> **DIRECTIONS FOR THIS TASK**: Reproduce verbatim the lines from the items below, starting at the line containing "For every instance of the dark tree" and ending at the line containing "x=831 y=790", both included.

> **INFORMATION SUPPLIED**:
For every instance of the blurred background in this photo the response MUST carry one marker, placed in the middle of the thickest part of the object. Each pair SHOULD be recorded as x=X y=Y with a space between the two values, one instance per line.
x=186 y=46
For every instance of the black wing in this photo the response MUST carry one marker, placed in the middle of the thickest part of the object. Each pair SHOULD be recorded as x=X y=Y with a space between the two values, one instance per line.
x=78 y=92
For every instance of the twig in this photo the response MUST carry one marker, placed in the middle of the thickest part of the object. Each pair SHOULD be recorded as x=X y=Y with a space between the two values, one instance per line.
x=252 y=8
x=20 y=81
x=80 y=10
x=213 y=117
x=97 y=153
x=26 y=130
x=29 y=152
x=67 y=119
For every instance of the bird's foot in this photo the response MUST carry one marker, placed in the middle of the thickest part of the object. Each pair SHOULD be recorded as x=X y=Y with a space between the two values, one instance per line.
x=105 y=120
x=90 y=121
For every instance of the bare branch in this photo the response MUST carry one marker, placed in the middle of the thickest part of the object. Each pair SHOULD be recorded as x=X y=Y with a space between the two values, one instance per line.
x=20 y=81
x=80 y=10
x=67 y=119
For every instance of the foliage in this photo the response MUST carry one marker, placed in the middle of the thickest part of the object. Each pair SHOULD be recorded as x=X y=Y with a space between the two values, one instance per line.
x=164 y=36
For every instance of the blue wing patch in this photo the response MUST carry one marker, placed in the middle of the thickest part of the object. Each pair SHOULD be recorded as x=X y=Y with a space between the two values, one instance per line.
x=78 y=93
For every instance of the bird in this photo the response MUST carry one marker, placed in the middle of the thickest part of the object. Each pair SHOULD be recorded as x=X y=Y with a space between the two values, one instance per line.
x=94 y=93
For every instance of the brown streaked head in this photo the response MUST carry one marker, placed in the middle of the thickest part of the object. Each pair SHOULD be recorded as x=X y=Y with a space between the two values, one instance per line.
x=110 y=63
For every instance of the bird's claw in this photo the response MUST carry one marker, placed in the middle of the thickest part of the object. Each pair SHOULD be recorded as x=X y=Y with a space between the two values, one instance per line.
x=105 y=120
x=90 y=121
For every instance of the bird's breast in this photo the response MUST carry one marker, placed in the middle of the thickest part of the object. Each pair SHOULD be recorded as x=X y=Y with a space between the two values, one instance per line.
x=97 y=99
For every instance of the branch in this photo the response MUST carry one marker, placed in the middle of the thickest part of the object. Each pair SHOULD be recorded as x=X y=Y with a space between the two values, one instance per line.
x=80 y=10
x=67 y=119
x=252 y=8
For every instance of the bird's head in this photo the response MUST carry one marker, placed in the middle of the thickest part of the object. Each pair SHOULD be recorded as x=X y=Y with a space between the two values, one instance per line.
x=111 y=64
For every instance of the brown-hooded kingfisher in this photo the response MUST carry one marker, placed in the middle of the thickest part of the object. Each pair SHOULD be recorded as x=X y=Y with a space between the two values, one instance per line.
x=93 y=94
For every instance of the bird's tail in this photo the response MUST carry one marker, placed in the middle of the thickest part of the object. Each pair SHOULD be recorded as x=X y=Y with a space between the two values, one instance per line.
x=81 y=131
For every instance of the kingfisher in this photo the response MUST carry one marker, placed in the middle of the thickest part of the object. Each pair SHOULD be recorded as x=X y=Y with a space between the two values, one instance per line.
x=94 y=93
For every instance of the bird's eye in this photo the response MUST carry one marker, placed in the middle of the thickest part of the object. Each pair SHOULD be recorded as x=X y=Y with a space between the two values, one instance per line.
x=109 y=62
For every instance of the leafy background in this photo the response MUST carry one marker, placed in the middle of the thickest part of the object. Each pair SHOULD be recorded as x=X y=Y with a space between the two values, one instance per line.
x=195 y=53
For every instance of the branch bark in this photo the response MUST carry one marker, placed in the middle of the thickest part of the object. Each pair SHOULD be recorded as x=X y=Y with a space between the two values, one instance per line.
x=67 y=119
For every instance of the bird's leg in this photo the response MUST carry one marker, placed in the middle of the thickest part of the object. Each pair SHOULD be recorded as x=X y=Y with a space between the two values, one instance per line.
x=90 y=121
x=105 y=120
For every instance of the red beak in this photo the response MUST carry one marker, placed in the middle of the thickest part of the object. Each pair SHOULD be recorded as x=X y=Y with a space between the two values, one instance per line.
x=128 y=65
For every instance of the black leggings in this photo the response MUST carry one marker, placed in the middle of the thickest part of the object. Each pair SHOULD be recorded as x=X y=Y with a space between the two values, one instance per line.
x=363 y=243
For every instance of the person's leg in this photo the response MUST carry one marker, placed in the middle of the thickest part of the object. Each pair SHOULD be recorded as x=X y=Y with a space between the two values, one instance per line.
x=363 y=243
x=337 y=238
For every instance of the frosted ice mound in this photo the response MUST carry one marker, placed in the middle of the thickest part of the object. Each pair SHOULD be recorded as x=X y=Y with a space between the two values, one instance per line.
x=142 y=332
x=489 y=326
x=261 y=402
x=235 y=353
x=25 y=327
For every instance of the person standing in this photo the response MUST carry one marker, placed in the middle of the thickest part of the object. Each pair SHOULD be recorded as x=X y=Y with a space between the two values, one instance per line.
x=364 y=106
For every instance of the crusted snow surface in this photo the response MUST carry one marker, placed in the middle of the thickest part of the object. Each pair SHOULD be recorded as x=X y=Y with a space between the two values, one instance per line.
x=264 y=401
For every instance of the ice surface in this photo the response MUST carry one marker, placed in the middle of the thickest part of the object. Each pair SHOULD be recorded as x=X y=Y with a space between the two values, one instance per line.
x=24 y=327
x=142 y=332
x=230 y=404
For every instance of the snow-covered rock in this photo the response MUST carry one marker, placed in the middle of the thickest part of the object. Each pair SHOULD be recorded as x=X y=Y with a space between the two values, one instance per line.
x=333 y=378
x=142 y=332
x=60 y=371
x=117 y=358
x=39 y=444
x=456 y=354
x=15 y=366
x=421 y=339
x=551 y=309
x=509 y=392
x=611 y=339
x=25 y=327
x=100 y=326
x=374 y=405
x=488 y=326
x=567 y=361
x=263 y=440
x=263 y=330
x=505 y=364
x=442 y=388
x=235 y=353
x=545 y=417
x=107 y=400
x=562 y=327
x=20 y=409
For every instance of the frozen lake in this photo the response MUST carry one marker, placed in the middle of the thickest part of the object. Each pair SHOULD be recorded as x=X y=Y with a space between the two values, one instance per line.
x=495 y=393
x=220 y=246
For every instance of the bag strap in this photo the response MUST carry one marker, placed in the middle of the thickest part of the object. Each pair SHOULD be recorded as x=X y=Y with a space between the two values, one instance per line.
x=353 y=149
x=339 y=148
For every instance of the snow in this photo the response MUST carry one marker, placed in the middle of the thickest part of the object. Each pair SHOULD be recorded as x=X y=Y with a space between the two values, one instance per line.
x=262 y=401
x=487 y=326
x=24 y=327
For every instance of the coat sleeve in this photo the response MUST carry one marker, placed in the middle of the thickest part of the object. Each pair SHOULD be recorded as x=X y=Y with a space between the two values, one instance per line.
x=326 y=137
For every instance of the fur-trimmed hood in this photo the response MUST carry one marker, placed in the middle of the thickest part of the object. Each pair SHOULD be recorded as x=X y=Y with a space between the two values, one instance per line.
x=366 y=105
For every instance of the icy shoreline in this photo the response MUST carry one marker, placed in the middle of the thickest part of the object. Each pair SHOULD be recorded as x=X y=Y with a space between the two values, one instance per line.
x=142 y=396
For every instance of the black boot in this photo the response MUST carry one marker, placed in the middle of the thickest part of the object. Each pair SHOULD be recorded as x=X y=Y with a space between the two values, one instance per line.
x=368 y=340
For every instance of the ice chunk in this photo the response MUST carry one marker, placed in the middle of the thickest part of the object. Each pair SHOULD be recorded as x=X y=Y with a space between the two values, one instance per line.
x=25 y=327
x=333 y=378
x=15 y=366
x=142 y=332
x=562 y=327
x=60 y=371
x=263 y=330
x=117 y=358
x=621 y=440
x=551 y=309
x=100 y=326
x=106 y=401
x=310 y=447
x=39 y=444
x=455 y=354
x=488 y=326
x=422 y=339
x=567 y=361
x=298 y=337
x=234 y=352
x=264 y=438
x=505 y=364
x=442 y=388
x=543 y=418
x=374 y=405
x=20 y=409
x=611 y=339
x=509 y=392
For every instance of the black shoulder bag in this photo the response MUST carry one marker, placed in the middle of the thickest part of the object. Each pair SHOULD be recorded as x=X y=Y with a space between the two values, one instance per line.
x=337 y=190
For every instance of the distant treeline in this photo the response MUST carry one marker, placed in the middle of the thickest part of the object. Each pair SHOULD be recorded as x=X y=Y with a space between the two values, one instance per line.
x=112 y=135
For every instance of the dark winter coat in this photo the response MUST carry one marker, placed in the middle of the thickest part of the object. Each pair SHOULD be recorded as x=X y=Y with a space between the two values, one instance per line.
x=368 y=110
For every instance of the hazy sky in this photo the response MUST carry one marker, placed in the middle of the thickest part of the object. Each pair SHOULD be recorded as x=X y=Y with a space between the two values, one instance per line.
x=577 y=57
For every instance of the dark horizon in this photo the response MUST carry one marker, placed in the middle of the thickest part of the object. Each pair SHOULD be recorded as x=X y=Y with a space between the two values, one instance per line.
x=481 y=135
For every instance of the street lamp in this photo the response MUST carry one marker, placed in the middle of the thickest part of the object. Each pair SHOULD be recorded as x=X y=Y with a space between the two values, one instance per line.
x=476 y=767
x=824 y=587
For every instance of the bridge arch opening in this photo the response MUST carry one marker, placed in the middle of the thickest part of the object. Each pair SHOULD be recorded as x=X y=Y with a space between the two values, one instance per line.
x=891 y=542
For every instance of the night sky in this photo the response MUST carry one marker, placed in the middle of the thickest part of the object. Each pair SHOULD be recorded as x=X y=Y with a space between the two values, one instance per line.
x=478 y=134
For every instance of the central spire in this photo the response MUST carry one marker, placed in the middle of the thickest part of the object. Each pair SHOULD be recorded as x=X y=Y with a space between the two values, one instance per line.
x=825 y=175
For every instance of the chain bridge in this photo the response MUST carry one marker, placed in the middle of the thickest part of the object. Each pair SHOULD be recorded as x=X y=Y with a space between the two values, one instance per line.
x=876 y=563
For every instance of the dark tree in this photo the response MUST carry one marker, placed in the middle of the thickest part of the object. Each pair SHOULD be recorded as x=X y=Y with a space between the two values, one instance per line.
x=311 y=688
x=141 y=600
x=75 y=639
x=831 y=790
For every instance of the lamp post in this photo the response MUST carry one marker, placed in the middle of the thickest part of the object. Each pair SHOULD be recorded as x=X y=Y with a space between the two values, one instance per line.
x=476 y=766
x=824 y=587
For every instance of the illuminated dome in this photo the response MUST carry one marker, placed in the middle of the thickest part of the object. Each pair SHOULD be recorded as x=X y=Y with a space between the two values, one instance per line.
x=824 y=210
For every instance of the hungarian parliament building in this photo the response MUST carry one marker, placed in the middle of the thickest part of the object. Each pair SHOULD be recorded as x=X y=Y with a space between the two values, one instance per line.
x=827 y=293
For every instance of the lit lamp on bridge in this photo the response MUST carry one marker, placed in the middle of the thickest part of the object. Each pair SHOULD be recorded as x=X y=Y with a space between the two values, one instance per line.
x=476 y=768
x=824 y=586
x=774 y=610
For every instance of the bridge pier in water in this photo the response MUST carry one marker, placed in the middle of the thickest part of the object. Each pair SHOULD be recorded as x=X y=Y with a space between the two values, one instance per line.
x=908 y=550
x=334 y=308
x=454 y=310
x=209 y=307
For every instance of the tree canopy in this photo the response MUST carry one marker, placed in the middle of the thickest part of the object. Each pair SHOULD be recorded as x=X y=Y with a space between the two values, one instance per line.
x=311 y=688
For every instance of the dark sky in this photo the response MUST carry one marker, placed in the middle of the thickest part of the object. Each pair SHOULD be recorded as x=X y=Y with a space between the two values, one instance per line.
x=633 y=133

> **ANSWER TO THIS TASK**:
For every instance of the dark tree in this photo the response MUST carry one marker, placed in the middle of the thickest part of the object. Each pair SHOULD be recorded as x=X y=Y with a space between the two values, one instance per line.
x=311 y=688
x=141 y=600
x=75 y=639
x=831 y=790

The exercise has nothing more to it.